▸ What the task asks
Identify each line of the records below that contains the string "gravel" and copy those lines out in full.

▸ Entries
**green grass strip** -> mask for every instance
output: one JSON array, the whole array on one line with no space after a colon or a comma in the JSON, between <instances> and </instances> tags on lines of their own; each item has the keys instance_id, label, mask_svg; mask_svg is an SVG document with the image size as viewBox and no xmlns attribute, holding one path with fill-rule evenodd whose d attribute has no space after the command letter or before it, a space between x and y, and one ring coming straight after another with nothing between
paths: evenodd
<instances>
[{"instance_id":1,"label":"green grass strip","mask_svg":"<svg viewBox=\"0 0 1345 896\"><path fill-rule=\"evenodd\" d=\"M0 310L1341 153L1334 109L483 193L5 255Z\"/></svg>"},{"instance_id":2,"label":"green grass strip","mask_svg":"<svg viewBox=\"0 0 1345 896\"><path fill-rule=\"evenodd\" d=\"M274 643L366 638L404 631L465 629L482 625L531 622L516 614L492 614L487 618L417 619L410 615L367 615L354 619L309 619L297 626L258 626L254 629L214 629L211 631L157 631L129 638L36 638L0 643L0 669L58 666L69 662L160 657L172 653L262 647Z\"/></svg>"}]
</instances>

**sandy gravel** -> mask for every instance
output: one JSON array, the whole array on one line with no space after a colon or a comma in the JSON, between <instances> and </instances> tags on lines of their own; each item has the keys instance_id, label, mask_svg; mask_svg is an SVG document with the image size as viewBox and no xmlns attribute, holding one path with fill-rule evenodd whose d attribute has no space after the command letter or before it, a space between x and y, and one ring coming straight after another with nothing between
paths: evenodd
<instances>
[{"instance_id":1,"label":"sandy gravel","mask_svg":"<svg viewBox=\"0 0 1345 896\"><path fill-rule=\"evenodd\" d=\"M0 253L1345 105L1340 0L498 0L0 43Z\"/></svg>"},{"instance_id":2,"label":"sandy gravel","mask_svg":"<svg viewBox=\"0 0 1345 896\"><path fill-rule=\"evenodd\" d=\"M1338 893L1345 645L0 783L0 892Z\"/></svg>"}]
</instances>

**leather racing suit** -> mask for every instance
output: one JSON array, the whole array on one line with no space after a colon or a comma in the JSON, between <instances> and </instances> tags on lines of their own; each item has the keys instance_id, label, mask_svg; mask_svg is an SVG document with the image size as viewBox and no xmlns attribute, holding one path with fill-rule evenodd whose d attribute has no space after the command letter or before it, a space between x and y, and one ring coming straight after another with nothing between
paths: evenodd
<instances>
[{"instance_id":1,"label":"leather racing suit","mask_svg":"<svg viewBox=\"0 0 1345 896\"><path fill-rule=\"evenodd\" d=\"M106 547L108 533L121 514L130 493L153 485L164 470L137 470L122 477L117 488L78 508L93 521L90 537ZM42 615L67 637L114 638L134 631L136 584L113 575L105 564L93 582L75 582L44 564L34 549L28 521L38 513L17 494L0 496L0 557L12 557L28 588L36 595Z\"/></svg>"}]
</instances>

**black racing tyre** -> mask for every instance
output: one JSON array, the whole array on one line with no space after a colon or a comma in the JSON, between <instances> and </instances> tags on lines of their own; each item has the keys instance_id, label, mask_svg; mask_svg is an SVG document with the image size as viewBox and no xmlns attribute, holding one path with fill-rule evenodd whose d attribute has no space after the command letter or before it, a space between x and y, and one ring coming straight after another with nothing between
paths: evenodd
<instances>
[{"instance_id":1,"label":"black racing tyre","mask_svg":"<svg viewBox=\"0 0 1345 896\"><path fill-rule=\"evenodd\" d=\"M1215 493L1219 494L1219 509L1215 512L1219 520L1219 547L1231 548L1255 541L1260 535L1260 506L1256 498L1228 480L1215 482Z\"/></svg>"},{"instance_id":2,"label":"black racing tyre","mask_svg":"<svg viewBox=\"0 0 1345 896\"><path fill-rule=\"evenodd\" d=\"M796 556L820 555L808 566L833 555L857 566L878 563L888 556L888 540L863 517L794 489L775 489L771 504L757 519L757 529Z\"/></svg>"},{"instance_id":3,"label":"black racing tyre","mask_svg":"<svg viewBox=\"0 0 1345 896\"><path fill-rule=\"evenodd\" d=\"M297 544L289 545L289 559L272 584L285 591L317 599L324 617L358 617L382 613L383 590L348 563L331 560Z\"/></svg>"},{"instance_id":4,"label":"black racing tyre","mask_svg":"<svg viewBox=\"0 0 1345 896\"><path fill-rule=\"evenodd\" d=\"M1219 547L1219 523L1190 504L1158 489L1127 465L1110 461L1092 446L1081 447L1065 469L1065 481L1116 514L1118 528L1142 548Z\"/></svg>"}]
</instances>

▸ Solution
**sandy gravel** -> mask for every instance
[{"instance_id":1,"label":"sandy gravel","mask_svg":"<svg viewBox=\"0 0 1345 896\"><path fill-rule=\"evenodd\" d=\"M0 253L1345 105L1340 0L498 0L0 43Z\"/></svg>"},{"instance_id":2,"label":"sandy gravel","mask_svg":"<svg viewBox=\"0 0 1345 896\"><path fill-rule=\"evenodd\" d=\"M1338 893L1345 645L0 783L0 892Z\"/></svg>"}]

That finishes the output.